#### [TASK OBJECTIVE]
Show each line of the records below where the word "dark" occurs.

#### [AVAILABLE DATA]

--- START ---

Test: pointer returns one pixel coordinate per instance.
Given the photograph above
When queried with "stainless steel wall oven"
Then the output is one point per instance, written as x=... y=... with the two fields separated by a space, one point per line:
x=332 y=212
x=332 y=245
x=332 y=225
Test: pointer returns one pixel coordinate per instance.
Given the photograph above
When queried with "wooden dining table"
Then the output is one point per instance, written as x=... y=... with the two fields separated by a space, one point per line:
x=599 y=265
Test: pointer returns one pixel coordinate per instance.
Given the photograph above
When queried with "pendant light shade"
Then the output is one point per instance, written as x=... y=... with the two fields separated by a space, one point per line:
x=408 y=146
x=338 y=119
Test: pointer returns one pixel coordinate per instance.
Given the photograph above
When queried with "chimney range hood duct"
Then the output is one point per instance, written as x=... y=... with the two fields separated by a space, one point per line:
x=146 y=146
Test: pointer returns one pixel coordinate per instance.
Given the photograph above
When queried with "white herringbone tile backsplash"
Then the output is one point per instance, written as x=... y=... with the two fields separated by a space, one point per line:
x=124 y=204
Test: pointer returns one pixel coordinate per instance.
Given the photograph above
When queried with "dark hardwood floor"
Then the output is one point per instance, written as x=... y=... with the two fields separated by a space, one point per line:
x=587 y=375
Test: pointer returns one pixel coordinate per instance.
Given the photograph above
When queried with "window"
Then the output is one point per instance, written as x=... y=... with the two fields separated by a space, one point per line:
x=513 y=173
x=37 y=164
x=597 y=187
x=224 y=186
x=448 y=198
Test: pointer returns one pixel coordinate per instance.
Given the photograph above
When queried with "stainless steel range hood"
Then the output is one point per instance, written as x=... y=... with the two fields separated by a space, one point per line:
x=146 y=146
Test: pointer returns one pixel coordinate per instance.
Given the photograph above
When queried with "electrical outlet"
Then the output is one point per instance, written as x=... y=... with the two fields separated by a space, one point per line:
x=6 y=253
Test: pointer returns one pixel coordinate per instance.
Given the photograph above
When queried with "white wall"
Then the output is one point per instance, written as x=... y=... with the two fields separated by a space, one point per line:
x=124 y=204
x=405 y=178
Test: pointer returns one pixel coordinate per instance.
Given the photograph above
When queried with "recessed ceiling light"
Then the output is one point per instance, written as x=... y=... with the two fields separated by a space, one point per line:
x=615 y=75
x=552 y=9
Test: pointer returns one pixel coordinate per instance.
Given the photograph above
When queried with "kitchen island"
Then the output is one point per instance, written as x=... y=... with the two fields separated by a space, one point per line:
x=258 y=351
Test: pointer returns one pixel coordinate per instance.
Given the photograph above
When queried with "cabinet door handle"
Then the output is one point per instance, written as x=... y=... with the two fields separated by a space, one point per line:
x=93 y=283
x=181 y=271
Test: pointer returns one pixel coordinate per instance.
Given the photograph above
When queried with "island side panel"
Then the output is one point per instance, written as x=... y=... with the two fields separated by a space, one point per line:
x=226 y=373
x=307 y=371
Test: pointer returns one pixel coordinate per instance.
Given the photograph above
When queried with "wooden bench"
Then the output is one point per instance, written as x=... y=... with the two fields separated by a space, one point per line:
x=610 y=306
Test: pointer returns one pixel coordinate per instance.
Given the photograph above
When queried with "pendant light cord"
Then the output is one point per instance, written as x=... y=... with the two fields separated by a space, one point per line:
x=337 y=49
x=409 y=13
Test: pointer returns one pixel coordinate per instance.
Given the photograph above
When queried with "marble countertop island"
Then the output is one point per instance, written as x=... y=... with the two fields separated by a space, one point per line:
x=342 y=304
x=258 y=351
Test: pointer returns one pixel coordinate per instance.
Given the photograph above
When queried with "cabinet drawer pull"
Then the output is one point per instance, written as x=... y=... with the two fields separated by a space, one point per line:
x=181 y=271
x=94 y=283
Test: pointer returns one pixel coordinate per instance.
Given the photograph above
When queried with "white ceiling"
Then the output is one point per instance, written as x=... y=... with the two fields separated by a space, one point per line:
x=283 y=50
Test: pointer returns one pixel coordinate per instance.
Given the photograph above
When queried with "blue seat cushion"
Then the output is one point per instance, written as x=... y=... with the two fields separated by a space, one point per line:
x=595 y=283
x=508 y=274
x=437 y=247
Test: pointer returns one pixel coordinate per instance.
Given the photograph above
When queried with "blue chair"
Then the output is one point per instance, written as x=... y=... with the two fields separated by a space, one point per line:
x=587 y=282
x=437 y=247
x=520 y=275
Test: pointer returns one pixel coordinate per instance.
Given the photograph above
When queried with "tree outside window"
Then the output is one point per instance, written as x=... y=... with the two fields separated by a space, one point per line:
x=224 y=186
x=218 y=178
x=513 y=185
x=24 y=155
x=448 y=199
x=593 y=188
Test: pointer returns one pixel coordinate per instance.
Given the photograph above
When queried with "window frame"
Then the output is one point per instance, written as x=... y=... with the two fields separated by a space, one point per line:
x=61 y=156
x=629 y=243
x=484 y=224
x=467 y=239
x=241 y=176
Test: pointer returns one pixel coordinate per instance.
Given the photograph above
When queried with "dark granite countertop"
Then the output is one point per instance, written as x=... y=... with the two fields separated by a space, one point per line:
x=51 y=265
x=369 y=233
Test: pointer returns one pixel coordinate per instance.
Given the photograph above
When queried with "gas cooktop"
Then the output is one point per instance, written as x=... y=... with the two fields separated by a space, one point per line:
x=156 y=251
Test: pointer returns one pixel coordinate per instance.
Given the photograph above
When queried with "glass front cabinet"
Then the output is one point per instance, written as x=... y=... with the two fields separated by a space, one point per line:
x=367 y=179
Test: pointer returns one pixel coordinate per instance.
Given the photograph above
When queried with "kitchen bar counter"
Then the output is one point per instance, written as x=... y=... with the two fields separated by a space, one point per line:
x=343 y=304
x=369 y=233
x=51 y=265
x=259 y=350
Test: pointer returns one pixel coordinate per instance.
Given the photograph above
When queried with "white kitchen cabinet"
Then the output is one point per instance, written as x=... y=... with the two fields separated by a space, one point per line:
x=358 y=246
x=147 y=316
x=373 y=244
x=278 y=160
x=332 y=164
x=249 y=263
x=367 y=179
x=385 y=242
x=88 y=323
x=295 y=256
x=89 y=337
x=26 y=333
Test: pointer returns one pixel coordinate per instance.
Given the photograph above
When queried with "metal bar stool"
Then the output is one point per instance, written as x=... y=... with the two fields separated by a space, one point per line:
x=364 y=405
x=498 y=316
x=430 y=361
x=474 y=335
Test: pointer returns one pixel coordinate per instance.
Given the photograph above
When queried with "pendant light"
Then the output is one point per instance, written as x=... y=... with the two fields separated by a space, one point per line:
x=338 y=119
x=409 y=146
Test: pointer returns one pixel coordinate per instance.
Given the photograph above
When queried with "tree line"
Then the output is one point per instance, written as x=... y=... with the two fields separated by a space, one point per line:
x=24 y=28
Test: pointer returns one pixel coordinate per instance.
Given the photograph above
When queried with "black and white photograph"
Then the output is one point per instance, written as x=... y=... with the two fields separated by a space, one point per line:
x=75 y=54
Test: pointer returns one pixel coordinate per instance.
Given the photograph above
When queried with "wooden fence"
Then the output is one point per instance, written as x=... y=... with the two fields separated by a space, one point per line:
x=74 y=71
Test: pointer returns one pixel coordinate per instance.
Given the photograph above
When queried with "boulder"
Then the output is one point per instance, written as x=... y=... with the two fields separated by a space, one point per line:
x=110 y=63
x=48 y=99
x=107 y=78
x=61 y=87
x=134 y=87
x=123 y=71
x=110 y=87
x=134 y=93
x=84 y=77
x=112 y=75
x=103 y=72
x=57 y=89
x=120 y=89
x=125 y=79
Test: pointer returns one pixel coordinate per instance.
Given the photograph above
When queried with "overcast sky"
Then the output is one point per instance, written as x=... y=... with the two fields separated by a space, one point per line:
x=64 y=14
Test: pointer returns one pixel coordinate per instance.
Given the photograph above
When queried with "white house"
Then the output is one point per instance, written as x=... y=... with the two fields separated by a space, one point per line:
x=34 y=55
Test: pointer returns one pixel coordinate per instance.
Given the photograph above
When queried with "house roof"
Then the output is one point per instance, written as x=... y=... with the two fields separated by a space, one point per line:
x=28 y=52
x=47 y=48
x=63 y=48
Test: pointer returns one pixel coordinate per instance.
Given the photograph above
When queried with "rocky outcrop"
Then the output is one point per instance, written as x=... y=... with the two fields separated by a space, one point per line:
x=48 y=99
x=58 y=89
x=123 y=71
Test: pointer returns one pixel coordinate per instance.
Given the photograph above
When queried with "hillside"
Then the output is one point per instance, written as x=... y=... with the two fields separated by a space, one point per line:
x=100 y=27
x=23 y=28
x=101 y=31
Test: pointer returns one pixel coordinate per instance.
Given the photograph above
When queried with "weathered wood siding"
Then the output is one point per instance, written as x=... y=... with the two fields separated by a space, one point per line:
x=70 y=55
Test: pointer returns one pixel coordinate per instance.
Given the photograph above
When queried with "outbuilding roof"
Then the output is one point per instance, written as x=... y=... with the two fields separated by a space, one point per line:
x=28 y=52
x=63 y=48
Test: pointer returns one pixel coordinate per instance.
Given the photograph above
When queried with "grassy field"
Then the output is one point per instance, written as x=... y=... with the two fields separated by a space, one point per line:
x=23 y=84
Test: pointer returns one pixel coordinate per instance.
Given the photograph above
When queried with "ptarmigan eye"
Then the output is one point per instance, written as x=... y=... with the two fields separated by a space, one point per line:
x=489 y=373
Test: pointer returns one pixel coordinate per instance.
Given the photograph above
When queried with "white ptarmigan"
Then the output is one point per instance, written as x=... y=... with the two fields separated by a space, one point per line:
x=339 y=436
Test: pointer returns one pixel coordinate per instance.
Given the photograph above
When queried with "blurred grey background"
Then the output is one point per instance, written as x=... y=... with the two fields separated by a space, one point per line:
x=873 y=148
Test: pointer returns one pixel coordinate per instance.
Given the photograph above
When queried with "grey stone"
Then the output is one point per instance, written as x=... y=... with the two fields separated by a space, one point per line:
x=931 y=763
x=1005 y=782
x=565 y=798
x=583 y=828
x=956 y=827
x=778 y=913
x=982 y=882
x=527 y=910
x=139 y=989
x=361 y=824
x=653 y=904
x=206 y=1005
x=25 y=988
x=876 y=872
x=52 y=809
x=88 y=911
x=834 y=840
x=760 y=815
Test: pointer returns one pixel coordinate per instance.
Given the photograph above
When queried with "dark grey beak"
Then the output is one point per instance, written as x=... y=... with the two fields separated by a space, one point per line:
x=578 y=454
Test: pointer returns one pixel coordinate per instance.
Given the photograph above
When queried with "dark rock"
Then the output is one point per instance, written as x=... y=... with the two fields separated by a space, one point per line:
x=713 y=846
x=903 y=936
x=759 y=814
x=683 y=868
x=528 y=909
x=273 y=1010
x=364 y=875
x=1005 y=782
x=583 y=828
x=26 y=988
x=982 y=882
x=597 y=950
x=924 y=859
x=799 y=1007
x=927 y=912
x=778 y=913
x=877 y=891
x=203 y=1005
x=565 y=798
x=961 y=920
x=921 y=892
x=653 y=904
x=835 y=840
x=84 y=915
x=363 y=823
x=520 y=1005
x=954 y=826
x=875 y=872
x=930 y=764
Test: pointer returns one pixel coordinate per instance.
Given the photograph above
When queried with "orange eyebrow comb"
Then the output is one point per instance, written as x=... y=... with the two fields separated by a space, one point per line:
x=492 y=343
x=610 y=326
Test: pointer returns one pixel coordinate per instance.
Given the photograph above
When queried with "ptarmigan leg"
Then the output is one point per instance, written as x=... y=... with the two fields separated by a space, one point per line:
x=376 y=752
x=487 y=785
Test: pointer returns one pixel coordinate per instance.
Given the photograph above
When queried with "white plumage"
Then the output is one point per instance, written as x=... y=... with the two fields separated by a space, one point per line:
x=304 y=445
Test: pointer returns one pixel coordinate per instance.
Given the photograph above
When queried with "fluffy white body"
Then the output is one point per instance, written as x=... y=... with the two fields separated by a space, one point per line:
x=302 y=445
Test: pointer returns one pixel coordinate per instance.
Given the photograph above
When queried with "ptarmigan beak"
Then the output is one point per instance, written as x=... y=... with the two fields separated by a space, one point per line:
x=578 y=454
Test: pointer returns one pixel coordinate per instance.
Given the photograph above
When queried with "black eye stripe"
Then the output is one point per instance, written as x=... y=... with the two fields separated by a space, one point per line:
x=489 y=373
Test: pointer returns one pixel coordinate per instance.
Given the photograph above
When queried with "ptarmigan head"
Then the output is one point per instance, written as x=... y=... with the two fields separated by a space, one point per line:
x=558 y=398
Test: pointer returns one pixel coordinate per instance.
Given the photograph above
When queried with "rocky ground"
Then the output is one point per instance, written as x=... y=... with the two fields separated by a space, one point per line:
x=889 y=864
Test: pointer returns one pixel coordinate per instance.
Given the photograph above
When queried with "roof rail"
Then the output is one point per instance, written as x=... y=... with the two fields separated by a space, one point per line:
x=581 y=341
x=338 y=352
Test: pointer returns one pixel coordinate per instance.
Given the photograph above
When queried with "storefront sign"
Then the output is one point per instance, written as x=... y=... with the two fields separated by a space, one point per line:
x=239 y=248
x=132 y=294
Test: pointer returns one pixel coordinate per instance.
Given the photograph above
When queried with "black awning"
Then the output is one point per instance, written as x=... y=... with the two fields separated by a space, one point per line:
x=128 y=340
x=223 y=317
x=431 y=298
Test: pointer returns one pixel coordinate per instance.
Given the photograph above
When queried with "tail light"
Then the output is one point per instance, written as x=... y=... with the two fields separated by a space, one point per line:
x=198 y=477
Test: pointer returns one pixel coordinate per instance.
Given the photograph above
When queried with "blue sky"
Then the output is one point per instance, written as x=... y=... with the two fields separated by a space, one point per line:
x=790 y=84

--- END ---

#### [YOUR RESPONSE]
When queried with "dark hardwood floor"
When queried with "dark granite countertop"
When queried with "dark grey beak"
When queried with "dark rock"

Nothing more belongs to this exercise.